## SET TASK 1
Tally the lines of the records that contain the string "cabinet", matching case exactly, and give only the number.

________________

It is claimed that the “Expo and Millennium SkyTrain Lines are the most efficient, lowest-cost operations in North America” with a supporting comparison with some selected American LRT. One will wonder why, the figure doesn’t include the Calgary LRT?

GHG

An interesting figure comparing the GHG emission per mode seems to be a direct answer to prof. Patrick Condon claims stated in several of its publications [4]. Unfortunatly, Translink number doesn’t seems to be produced with much more rigor than the professor Patrick Condon’s one.

But the more interesting and worrisome numbers will require further reading of the report to get extracted:

Operating efficiency

year Number of revenue passengers in millions Operating Cost in $Millions Fare Revenue in $Millions Operating cost recovery
2005 160 516 284 56.4%
2006 165 572 300 53.8%
2007 172 621 316 52.5%
2008 179 688 347 52%
2009 188 735 355 49.8%

Like eventually previously mentioned by the Translink commission, the growth strategy pursued by Translink appears non sustainable, in the sense that the ridership increase doesn’t translate in farebox recovery improvement. Worse, it degrades it.

To be sure Translink is not the only agency in this case, as we have seen in the Zurich model, but eventually the region could not spare a debate on the expected level of funding of transit operation (and subsidiary sources).

the Service rationalization initiative

In the immediate, the answer seems to be the service rationalization initiative. Some Observers seems to dismiss it [3] but it is probably a welcome move if done to ensure the sustainability of the ridership growth. Again, the Zurich model demonstrates that service, and consequently ridership, can be greatly improved by other means that piling out hours of transit service. here are some ideas we can provide:

  • Bus Stops consolidation
  • Consolidate bus stop! Too often, bus stops are not very far apart. The picture below is the one along the 410 route between Aberdeen Station and Garden city road:

    • East bound, the bus will stop every 200m on average!
    • west bound, at Garden city intersection, 2 stops are spaced by no more than 50m, with no reasonable explanation for it

    Those stops could be not such a draw on operation in off peak, but it will still involve a slowdown of the bus at stop without patron. At peak hour, it slowdown considerably the bus for marginal convenience (if any).

________________

## SET TASK 2
Decide whether each statement below agrees with the Translink passage. Answer yes or no for each, and quote the passage's deciding words exactly. (a) In 2009, the operating cost recovery was 49.8%. (b) Eastbound on the 410 route, the bus stops every 500m on average. (c) The comparison with selected American LRT includes the Calgary LRT.

## DATA IN THIS EXERCISE
________________

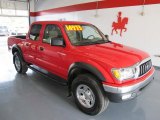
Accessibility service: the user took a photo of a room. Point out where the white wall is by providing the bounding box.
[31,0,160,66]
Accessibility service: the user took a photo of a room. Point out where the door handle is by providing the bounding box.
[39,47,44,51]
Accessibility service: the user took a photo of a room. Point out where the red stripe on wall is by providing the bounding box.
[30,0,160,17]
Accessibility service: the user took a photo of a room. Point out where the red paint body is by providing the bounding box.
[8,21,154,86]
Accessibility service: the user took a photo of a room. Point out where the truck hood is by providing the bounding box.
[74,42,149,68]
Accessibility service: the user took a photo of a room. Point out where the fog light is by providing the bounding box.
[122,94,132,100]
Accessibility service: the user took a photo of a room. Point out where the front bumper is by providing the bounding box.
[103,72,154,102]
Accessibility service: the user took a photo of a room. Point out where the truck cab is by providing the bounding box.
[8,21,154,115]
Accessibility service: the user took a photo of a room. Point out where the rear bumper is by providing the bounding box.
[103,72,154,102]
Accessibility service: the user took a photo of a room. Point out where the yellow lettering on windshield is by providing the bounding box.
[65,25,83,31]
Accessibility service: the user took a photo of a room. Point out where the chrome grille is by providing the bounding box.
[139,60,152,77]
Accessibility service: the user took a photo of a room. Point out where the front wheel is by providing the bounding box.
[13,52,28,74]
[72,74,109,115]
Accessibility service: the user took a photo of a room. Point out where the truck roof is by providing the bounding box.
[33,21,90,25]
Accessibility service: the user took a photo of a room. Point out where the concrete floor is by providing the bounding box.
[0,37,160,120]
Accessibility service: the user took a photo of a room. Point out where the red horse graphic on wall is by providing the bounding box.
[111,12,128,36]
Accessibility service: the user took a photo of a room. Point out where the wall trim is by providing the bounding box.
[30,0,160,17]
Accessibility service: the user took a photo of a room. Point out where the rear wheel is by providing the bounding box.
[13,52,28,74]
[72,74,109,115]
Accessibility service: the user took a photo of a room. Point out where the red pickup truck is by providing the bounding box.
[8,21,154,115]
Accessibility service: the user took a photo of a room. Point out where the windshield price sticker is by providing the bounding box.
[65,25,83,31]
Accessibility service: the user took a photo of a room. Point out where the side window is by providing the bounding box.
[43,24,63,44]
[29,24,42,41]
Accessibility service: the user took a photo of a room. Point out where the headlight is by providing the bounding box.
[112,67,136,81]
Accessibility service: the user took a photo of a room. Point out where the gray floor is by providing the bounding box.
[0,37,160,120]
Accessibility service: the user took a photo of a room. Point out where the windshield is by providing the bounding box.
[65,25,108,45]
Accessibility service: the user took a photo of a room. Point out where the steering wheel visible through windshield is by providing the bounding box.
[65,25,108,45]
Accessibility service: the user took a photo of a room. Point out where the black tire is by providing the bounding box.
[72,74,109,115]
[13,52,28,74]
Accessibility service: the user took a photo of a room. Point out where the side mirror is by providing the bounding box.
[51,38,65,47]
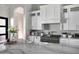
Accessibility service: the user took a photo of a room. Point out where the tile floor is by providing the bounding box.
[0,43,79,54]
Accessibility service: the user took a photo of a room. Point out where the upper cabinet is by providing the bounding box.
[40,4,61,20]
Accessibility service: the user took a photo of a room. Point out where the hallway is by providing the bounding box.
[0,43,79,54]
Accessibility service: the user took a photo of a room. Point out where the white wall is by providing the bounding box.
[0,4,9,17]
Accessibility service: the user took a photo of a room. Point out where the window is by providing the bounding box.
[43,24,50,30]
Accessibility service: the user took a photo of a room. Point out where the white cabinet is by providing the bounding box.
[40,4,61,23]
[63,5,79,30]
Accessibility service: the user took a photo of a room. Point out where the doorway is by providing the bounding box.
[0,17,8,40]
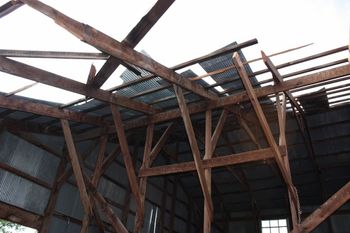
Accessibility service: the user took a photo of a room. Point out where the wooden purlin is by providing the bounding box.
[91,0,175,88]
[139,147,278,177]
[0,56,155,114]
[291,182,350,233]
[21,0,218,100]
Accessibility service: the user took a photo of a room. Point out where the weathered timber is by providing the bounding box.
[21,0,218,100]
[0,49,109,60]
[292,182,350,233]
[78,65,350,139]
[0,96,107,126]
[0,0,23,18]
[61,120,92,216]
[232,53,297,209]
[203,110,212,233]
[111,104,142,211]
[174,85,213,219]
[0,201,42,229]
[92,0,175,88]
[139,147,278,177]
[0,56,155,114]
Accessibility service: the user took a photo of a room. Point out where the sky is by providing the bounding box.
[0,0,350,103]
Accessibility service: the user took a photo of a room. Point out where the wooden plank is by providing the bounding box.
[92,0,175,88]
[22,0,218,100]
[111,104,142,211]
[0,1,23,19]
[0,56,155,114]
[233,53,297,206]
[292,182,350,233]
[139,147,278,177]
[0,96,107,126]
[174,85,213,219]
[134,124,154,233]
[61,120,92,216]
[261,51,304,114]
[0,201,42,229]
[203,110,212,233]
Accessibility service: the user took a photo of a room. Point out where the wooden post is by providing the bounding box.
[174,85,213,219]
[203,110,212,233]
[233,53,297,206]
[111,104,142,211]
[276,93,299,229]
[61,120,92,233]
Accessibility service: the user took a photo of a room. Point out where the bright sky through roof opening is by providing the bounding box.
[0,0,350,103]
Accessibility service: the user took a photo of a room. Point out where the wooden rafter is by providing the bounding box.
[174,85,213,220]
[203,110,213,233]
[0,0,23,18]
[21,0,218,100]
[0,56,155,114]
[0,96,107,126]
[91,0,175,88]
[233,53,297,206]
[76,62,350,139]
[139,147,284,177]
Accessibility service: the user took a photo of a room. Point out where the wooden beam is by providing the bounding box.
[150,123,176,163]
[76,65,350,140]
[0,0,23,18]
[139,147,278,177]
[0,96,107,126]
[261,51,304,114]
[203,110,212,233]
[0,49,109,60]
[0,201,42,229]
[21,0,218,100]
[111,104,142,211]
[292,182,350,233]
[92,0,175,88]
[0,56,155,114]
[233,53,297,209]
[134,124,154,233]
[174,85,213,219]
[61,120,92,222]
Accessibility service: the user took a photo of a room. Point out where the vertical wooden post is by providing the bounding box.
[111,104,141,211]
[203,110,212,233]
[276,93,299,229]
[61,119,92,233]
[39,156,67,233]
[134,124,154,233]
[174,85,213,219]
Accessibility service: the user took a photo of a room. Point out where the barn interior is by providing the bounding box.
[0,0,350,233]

________________

## FULL OUTPUT 1
2

## FULL OUTPUT 2
(a) Yes: "2009 188 735 355 49.8%"
(b) No: "East bound, the bus will stop every 200m on average!"
(c) No: "One will wonder why, the figure doesn’t include the Calgary LRT?"